Dataset records
* * * * *

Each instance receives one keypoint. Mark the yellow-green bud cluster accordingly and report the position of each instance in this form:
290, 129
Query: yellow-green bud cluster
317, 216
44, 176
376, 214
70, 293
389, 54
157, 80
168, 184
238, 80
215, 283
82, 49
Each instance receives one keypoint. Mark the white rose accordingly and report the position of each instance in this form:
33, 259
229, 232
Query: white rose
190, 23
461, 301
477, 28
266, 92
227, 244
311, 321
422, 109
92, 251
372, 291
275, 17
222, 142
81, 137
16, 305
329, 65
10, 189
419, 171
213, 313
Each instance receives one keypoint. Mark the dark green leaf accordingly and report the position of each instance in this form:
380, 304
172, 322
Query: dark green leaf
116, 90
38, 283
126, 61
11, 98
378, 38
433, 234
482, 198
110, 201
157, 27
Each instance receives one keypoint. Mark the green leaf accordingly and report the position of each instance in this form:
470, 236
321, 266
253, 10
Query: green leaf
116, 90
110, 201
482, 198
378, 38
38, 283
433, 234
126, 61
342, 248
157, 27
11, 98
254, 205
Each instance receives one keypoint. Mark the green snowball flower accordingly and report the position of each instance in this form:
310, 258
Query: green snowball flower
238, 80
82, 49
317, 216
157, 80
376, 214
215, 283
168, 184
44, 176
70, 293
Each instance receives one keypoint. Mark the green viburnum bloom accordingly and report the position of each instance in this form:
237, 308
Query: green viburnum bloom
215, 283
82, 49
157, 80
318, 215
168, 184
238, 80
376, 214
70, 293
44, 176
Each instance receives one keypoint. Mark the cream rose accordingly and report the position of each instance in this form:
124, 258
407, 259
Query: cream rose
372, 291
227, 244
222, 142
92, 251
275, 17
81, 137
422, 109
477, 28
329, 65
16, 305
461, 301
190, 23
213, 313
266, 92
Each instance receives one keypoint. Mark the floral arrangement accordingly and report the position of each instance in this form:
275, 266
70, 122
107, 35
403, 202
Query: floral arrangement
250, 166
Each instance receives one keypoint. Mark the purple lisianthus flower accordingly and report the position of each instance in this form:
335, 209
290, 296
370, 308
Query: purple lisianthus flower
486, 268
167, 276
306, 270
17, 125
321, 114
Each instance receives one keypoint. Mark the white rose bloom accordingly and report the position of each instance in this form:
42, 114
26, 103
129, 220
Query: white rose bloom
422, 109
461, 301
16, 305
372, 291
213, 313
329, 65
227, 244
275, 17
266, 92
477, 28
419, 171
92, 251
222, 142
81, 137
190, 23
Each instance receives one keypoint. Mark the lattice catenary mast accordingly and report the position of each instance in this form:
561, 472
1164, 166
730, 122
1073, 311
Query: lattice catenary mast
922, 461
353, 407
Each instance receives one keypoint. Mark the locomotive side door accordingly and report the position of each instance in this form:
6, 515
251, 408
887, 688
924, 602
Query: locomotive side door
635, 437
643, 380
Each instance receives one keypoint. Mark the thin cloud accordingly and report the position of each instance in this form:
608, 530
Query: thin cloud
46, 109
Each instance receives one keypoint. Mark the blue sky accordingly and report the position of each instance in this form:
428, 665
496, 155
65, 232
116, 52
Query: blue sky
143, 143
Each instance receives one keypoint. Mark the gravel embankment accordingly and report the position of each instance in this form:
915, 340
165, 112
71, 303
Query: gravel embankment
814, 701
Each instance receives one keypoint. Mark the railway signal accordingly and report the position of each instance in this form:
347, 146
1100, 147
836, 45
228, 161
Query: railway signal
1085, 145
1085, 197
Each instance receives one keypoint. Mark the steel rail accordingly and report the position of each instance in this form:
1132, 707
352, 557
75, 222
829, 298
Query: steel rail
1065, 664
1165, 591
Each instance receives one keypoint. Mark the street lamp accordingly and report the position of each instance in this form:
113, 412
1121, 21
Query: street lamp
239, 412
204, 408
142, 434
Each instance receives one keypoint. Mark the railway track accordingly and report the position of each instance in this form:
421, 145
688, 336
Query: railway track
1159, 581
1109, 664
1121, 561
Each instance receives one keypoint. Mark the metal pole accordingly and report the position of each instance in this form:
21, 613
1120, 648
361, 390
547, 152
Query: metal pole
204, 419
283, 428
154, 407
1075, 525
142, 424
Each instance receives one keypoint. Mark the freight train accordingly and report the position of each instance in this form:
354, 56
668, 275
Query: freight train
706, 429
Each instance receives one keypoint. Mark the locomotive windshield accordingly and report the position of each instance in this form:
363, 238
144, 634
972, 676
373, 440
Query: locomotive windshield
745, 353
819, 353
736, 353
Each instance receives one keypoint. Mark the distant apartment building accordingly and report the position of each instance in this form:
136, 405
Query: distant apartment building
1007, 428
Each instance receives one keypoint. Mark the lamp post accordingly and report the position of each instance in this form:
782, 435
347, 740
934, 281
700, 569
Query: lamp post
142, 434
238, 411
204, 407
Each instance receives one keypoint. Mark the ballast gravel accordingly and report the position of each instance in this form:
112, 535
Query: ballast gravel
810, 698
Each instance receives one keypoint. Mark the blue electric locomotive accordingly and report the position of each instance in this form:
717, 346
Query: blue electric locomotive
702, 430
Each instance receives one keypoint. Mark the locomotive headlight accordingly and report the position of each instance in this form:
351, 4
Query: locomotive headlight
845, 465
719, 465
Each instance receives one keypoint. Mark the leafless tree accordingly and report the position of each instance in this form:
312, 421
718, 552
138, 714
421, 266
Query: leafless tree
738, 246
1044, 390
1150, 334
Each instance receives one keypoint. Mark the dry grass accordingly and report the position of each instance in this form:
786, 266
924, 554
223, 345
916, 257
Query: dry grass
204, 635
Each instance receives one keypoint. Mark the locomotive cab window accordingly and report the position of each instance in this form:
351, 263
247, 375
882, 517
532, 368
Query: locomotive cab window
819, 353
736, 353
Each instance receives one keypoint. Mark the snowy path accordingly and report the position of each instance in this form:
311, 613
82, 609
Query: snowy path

* * * * *

Aim of the task
Copy out all of the data again, changing every "keypoint" to "marker" and leaving everything else the same.

Reply
Each instance receives one marker. Mark the yellow-green bud cluster accordingly and report the position of each instance in this form:
290, 129
Query: yellow-green bud cluster
317, 216
44, 176
376, 214
70, 293
389, 54
157, 80
168, 184
238, 80
215, 283
82, 49
Each instance receives one marker. Mark the white rose accordingly and report the position of each instance in this form:
33, 259
229, 232
Query: white rose
190, 23
461, 301
477, 28
266, 92
227, 244
311, 321
422, 109
92, 251
372, 291
275, 17
222, 142
81, 137
16, 305
329, 65
10, 189
419, 171
213, 313
Each instance receives one marker. Mark the dark green leaf accordingly and report the position of each instance in this form:
380, 304
172, 322
Query: dark green leaf
116, 90
38, 283
126, 61
11, 98
378, 38
433, 234
482, 198
110, 201
157, 27
Each instance receives one marker. Mark the green leaf accordingly and report the position of each instance in this form:
470, 236
321, 266
253, 10
Query: green leaf
116, 90
110, 201
482, 198
378, 38
38, 283
433, 234
126, 61
342, 248
157, 27
11, 98
254, 205
Each instance receives one marker. Mark the green snowball flower accordingly and report the position of each instance in this form:
310, 258
Query: green snowball flower
238, 80
82, 49
317, 216
157, 80
376, 214
215, 283
168, 184
44, 176
70, 293
Each instance receives one marker. Mark the green viburnum bloom accordingly and report the position of each instance in this form:
237, 308
Query: green viburnum bloom
215, 283
82, 49
157, 80
318, 215
168, 184
238, 80
376, 214
70, 293
44, 176
Each instance receives one marker. Mark the cream rose accordingly and report the position of each instance in this form:
124, 258
407, 259
Query: cream rose
372, 291
227, 244
222, 142
92, 251
275, 17
81, 137
422, 109
477, 28
329, 65
16, 305
461, 301
190, 23
213, 313
266, 92
Each instance receives one marker. Mark the floral arrangement accordingly and report the position of each instance in this form:
275, 266
70, 122
107, 35
403, 202
Query: floral arrangement
250, 166
Each instance receives one marker. Mark the purple lisianthus flower accordingly and report the position of each instance in this form:
335, 209
290, 296
370, 308
Query: purple lisianthus flower
486, 268
167, 276
306, 270
17, 125
321, 114
Each instance receives one marker. Mark the white rose bloom accordingly and report the position of each instance in this form:
42, 114
26, 103
129, 220
Query: white rose bloom
422, 109
461, 301
16, 305
372, 291
213, 313
329, 65
227, 244
275, 17
266, 92
477, 28
419, 171
92, 251
222, 142
81, 137
190, 23
Each instance receives one marker. Mark the lattice catenary mast accordingly and report the position of each instance in this form:
561, 472
1164, 166
730, 122
1073, 311
Query: lattice catenary mast
922, 461
353, 407
Each instance receives one marker. Mark the locomotive side door accordingly and report the position of each instance in this form:
6, 515
251, 408
887, 688
924, 602
Query: locomotive side door
635, 437
643, 380
Each instance receives one marker. Mark the thin cloud accordingly and report the position of each instance in this form:
608, 530
Query: thin cloud
46, 109
Each instance receives one marker. Mark the blue sky accordingly and report the position of each instance in this form:
428, 665
496, 155
65, 232
116, 52
Query: blue sky
143, 143
Each instance receives one marker. Mark the gravel embankment accordingly and report the position of each instance in this form:
915, 340
165, 112
71, 303
Query: gravel embankment
814, 701
Each instance receives one marker. Mark the railway signal accordingly and report the position of each instance in this form:
347, 146
1100, 147
836, 45
228, 161
Query: railway signal
1085, 145
1085, 197
Each instance receives one marker. Mark the steel rail accordingly and report the position of each instance in this form:
1132, 707
352, 557
75, 222
829, 298
Query: steel rail
1065, 664
1165, 591
Each instance receives one marker. Mark the street lamp accordingly and report the position of each instance in this form:
113, 412
1121, 21
Query: street lamp
239, 412
204, 408
142, 434
Each instance receives one marker. Mark the railway track accordingly and report the position of each instance in this form:
421, 145
688, 336
Query: railway track
1159, 581
1109, 664
1121, 561
Each instance receives one marker. Mark the metal pole accordingly and report the position of each instance in this form:
21, 613
1120, 648
361, 390
547, 152
Query: metal pole
204, 419
283, 428
154, 407
1075, 525
142, 424
Each instance receives one marker. Mark the freight train accordingly and report the position of each instance in this form:
354, 56
668, 275
Query: freight train
706, 429
Each instance receives one marker. Mark the locomotive windshield accordingly and report the position of each instance in this form:
363, 238
144, 634
972, 676
373, 440
Query: locomotive windshield
745, 353
819, 353
736, 353
Each instance receives one marker. Mark the distant apartment building accordingly and report the position of each instance in this form:
136, 405
Query: distant apartment building
1007, 428
Each instance receives one marker. Mark the lamp post accordingly and report the position of each instance in this form:
782, 435
347, 740
934, 281
700, 569
Query: lamp post
142, 434
238, 411
204, 407
Each instance receives one marker. Mark the ballast gravel accordingly and report the position of each instance in this form:
112, 535
Query: ballast gravel
810, 698
Each instance receives one marker. Mark the blue electric locomotive accordingly and report the position of each instance in this form:
717, 346
Query: blue electric locomotive
702, 430
Each instance receives one marker. Mark the locomotive headlight accordingly and report the position of each instance in this form:
351, 4
Query: locomotive headlight
845, 465
719, 465
Each instance receives one marker. Mark the leafless tree accordingly and report the position of each instance in this form:
312, 421
718, 552
138, 714
421, 266
Query: leafless tree
738, 246
1044, 390
1150, 334
Each instance receives one marker. Mark the dry grass accordingly and report the position of each instance in this form:
786, 266
924, 554
223, 345
916, 257
Query: dry grass
204, 635
Each instance receives one marker. Mark the locomotive cab window accordingly and report the position of each instance in this form:
351, 263
247, 375
882, 517
532, 368
Query: locomotive cab window
819, 353
736, 353
Each instance receives one marker. Mark the snowy path accordingly and report the position of each instance in this form:
311, 613
82, 609
Query: snowy path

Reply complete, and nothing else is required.